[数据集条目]

--------

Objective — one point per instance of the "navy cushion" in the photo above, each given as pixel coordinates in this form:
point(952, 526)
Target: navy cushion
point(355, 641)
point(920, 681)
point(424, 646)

--------

### 任务要求
把上面的全部记录一字不改地复制一遍。

### 本题解答
Objective — one point per instance of the "navy cushion" in the photo above, each given as pixel coordinates in this form:
point(952, 526)
Target: navy cushion
point(355, 641)
point(920, 681)
point(424, 646)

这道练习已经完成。